EXCERPT →
───
# Help! What's this Jet table saw worth?



## Cory (Jan 14, 2009)

I have a chance to buy a Jet JWCS-10A cabinet saw from a guy and I'm trying to figure out what it's worth. He says the saw is 4 or 5 years old and it looks like it's in pretty good condition. It's a right tilt, single phase, 120v. It includes a Shop Fox mobile base and the 30" extension table on the right side.

I'm looking for something pretty much exactly like this since I sold my little contractor's saw. My only hesitation on it is the right tilt. Should I hold out for a left tilt saw?

thanks for your help!

Cory


----------



## Dusty56 (Apr 20, 2008)

As much as I love my Jet cabinet saw with left tilt , I wouldn't hold out if the price is right and the saw meets all of your other expectations. You can get the same cutting results by sliding the fence past the blade to the left side if you're worried about wood being trapped between the fence and the blade while making an angled cut.
Check out this LJ link for more view points http://lumberjocks.com/topics/8104


----------



## Rick Dennington (Aug 27, 2009)

Cory: If it were me, I'd hold out for a left-tilt saw. No worries on that dude. You may not have the room to slide the fence past the blade to the left, IF you only have a 30" rip capicity. How much room to the right, and how much room to the left? But-I must say I've never owned a Jet, so I don't know the set-up on these saws. I'm a UniSaw man myself, so I may be way off base here. I just preferr left-tilt myself.


----------



## knotscott (Feb 27, 2009)

All the modern Jet cabinet saws I know of are 3hp/220v. If it's got a 120v motor (< 2hp), odds are good it's an early hybrid with older style table mounted trunnions and connecting rods….basically a contractor saw with an enclosed base. If it's the model I'm thinking of, it preceded the original Super Saw, which hit the market at least 7 or 8 years ago, so the design is older than 5 years old even if he's only owned it that long. Be sure it's priced appropriately for what it is. How much is it?
───
RECORDED INFORMATION →
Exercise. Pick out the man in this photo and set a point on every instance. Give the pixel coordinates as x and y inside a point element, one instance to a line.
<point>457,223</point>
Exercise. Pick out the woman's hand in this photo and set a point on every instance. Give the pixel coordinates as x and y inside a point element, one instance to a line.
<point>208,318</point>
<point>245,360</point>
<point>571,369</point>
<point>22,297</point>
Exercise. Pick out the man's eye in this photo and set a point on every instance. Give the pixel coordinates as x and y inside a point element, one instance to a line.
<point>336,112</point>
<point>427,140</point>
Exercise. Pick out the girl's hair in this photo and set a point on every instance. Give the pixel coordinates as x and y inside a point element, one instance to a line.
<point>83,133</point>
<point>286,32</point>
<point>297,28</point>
───
REQUIRED TASK →
Please reproduce the part of the forum thread starting at "Cory: If it" and ending at "preferr left-tilt myself.". Work from the forum thread alone and leave the records aside.

SOLUTION →
Cory: If it were me, I'd hold out for a left-tilt saw. No worries on that dude. You may not have the room to slide the fence past the blade to the left, IF you only have a 30" rip capicity. How much room to the right, and how much room to the left? But-I must say I've never owned a Jet, so I don't know the set-up on these saws. I'm a UniSaw man myself, so I may be way off base here. I just preferr left-tilt myself.